TASK INSTRUCTIONS – Could you write out the rows below again, swapping "placemat" for "table runner" and leaving everything else as it is?

SOURCE RECORDS –
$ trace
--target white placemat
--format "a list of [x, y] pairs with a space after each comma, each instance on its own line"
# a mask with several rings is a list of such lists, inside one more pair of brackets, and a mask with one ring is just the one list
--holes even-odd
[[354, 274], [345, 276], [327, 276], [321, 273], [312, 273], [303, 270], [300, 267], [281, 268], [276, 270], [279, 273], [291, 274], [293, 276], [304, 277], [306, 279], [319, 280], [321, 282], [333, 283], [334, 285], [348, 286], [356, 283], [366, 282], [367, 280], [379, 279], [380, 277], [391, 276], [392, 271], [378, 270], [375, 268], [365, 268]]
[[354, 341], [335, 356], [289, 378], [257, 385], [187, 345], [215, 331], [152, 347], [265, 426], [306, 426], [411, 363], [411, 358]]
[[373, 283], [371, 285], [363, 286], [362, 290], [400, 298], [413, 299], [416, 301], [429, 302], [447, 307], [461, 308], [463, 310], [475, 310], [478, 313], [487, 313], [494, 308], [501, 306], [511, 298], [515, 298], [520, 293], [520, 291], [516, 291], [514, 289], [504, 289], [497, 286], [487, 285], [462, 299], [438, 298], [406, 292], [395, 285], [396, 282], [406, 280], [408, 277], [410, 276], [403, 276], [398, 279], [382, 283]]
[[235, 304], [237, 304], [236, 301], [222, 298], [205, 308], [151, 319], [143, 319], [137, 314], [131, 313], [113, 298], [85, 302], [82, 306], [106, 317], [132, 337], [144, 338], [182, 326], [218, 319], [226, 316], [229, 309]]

FINISHED ANSWER –
$ trace
--target white table runner
--format "a list of [x, y] pairs with a space after each comma, each instance on its own line"
# a mask with several rings is a list of such lists, inside one more pair of brackets, and a mask with one ring is just the one list
--holes even-odd
[[354, 274], [345, 276], [327, 276], [321, 273], [312, 273], [303, 270], [300, 267], [281, 268], [276, 270], [279, 273], [291, 274], [293, 276], [304, 277], [306, 279], [319, 280], [321, 282], [333, 283], [334, 285], [348, 286], [356, 283], [366, 282], [367, 280], [379, 279], [380, 277], [391, 276], [392, 271], [378, 270], [375, 268], [365, 268]]
[[354, 341], [335, 356], [289, 378], [257, 385], [187, 345], [215, 331], [152, 347], [265, 426], [306, 426], [411, 363], [411, 358]]
[[373, 283], [371, 285], [363, 286], [362, 290], [400, 298], [413, 299], [416, 301], [429, 302], [447, 307], [461, 308], [463, 310], [475, 310], [478, 313], [487, 313], [494, 308], [501, 306], [511, 298], [515, 298], [520, 293], [520, 291], [516, 291], [514, 289], [504, 289], [497, 286], [487, 285], [462, 299], [438, 298], [406, 292], [395, 285], [396, 282], [406, 280], [408, 277], [410, 276], [403, 276], [398, 279], [382, 283]]
[[235, 304], [237, 304], [236, 301], [222, 298], [205, 308], [151, 319], [143, 319], [137, 314], [131, 313], [113, 298], [85, 302], [82, 306], [106, 317], [132, 337], [144, 338], [182, 326], [218, 319], [226, 316], [229, 309]]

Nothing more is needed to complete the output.